Once upon a time (21 July 2011 to be exact) triplet girls were born at Nkhoma Hospital.
Sadly their father had abandoned them long before birth and tragically their mother, Margaret, died of severe anaemia when they were just nine days old. Happily their Auntie Vigil saved their lives by caring for them at Nkhoma’s Kangaroo Mother Care. She carried them next to her skin.
It was difficult to care for all three and many of the hospital staff helped her to feed them formula, with syringes. Auntie Vigil had other children at home and when she went to them it was round-the-clock work for volunteers.
The whole community donated blankets, formula, clothes, nappies, and other things. One of the maternity staff gave them names. He named them Tamanda which means “we give praise,” Takondwa, “we are loved,” and Tadala, “we are blessed.” Their birth weights had been about 1200gm and they lost some of that, but soon started to gain.
Then, three weeks later, into the KMC came three little boys who had been delivered by C-section.
Again, their father was gone, but they had a strong, loving mom, Lucy, and a wonderful, devoted Auntie Linda. Nyathipa, the clinical officer who delivered them, named them Shadrach, Meshach and Abednego. They had healthy, full term weights but stayed for a few weeks and developed friendships with the three girls in the next bed.

Point-per-instance localization data
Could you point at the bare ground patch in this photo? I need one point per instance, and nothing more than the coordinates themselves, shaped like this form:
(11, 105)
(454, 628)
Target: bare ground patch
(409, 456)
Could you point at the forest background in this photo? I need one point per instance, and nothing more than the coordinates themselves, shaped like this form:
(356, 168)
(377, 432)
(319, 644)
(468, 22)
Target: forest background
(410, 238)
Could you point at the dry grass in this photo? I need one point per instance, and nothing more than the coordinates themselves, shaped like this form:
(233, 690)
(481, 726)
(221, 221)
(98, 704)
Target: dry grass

---

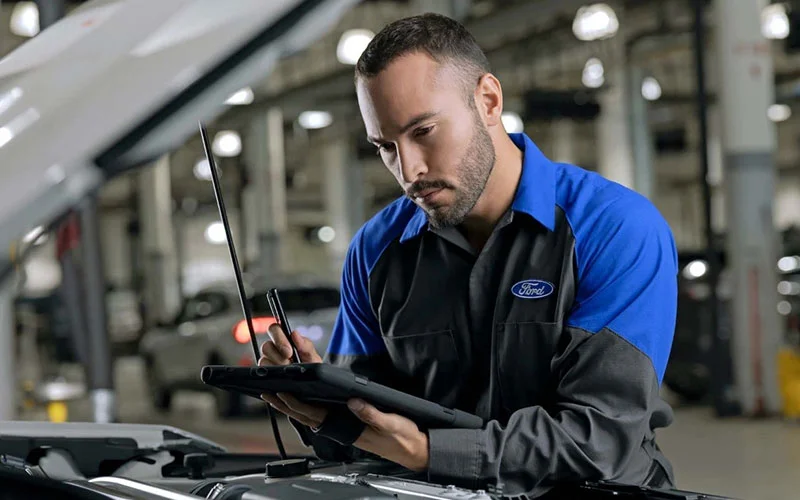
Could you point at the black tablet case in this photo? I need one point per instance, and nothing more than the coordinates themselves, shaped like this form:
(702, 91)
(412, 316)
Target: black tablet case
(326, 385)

...

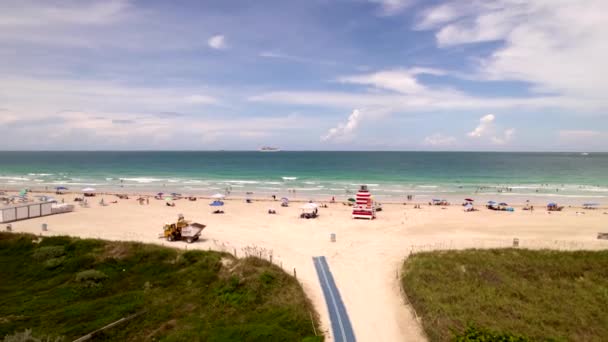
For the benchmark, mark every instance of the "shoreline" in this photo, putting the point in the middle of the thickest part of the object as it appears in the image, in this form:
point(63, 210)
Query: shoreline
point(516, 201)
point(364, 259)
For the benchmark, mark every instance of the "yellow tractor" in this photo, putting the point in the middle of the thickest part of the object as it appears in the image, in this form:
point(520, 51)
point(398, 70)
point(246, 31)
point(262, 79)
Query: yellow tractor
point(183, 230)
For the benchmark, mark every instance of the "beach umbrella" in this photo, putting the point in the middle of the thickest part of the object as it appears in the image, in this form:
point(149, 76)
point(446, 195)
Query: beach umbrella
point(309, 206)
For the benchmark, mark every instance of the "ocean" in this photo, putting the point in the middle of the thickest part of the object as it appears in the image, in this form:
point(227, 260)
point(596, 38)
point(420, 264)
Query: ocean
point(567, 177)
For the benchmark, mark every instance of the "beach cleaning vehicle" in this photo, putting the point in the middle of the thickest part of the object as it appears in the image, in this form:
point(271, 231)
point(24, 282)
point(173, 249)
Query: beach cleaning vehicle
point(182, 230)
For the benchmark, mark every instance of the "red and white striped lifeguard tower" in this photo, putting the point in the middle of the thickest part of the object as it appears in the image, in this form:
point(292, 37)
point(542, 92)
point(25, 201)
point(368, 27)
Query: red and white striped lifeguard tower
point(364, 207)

Task statement: Reproduce the part of the triplets story starting at "Once upon a" and ending at "work for volunteers.". This data was taken from a separate source.

Task result:
Once upon a time (21 July 2011 to be exact) triplet girls were born at Nkhoma Hospital.
Sadly their father had abandoned them long before birth and tragically their mother, Margaret, died of severe anaemia when they were just nine days old. Happily their Auntie Vigil saved their lives by caring for them at Nkhoma’s Kangaroo Mother Care. She carried them next to her skin.
It was difficult to care for all three and many of the hospital staff helped her to feed them formula, with syringes. Auntie Vigil had other children at home and when she went to them it was round-the-clock work for volunteers.